Görev ayrıntıları
Aşağıdaki, AKP'nin 326 milletvekiliyle Anayasa için dört sandalye eksik kalmasını konu alan yazıyı baştan sona hiçbir şeyini değiştirmeden yazın.
+++ Alıntı metin
326!.. Dört eksik.. AKP Lideri Recep Tayyip Erdoğan'ın, aklından geçen Anayasa'yı bildiği gibi yapmasına yetecek sayıdan 4 eksik..
330 olsaydı, Anayasa kimseye sormadan yapılır, referanduma sunmak için yeterli 330 oyu alır, halk oylamasından da kolayca geçerdi.
Sandıktan 326 milletvekili çıktı..
4 eksiğin lafı mı olur?. Zamanında 11 eksiği olan Bülent Ecevit'in, 11 yeni bakanlık kurarak, hem de kimleri nasıl transfer ettiğini, Güneş Motel öykülerini yaşayanlar iyi bilirler..
Hele bugünkü ortamda, hele Türkeş'in oğlunu bile kendi listesinden milletvekili seçtiren Erdoğan için böyle 4 transferin lafı bile olmaz..
Olmaz da..
Recep Tayyip Erdoğan'ın her şeyini tartışabilirsiniz.. Ama bir tarafı var ki, tartışma götürmez..
İnancı.. Samimi, yürekten bir inançlı olmadığını kimse söyleyemez..
İçine doğduğu aile, çevresi, mahallesi, okulu, eğitimi, yani bugünkü Recep Tayyip Erdoğan'ın temelini atan bütün unsurlar, "İnanç" üzerineydi. O zaman, o çocuğun, o delikanlının, o genç adamın başka nasıl büyüdüğünü, olgunlaştığını düşünebilirsiniz ki..
Şimdi o "İnançlı" adam, halkın yüzde 50'sinin oyunu alıp, tek başına iktidara gelen, Recep Tayyip Erdoğan, 4, sadece dört eksik kalmasını bir "İlahi İşaret" olarak görür mü?. Görmeli..
++++++
+++ Malzeme
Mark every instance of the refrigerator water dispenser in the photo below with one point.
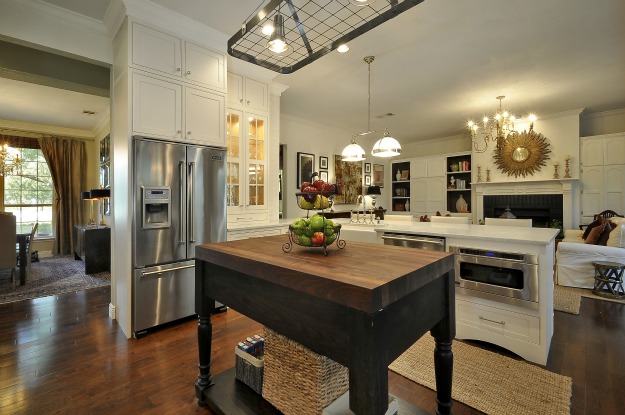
(156, 207)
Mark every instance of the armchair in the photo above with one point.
(8, 232)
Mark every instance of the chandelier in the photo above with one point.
(10, 161)
(496, 130)
(386, 146)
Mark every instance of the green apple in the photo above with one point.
(317, 222)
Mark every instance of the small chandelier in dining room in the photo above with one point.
(387, 146)
(10, 160)
(497, 129)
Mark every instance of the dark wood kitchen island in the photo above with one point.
(361, 306)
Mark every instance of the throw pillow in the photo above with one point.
(617, 236)
(599, 222)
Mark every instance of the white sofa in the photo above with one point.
(574, 258)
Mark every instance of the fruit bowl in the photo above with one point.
(316, 232)
(314, 200)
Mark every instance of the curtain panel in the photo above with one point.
(66, 159)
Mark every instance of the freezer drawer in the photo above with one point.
(162, 294)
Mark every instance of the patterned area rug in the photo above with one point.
(566, 301)
(51, 276)
(490, 382)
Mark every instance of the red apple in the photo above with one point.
(304, 185)
(318, 184)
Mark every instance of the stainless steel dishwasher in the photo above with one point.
(429, 243)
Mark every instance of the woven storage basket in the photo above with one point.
(298, 381)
++++++
Bu görevin sonucu
326!.. Dört eksik.. AKP Lideri Recep Tayyip Erdoğan'ın, aklından geçen Anayasa'yı bildiği gibi yapmasına yetecek sayıdan 4 eksik..
330 olsaydı, Anayasa kimseye sormadan yapılır, referanduma sunmak için yeterli 330 oyu alır, halk oylamasından da kolayca geçerdi.
Sandıktan 326 milletvekili çıktı..
4 eksiğin lafı mı olur?. Zamanında 11 eksiği olan Bülent Ecevit'in, 11 yeni bakanlık kurarak, hem de kimleri nasıl transfer ettiğini, Güneş Motel öykülerini yaşayanlar iyi bilirler..
Hele bugünkü ortamda, hele Türkeş'in oğlunu bile kendi listesinden milletvekili seçtiren Erdoğan için böyle 4 transferin lafı bile olmaz..
Olmaz da..
Recep Tayyip Erdoğan'ın her şeyini tartışabilirsiniz.. Ama bir tarafı var ki, tartışma götürmez..
İnancı.. Samimi, yürekten bir inançlı olmadığını kimse söyleyemez..
İçine doğduğu aile, çevresi, mahallesi, okulu, eğitimi, yani bugünkü Recep Tayyip Erdoğan'ın temelini atan bütün unsurlar, "İnanç" üzerineydi. O zaman, o çocuğun, o delikanlının, o genç adamın başka nasıl büyüdüğünü, olgunlaştığını düşünebilirsiniz ki..
Şimdi o "İnançlı" adam, halkın yüzde 50'sinin oyunu alıp, tek başına iktidara gelen, Recep Tayyip Erdoğan, 4, sadece dört eksik kalmasını bir "İlahi İşaret" olarak görür mü?. Görmeli..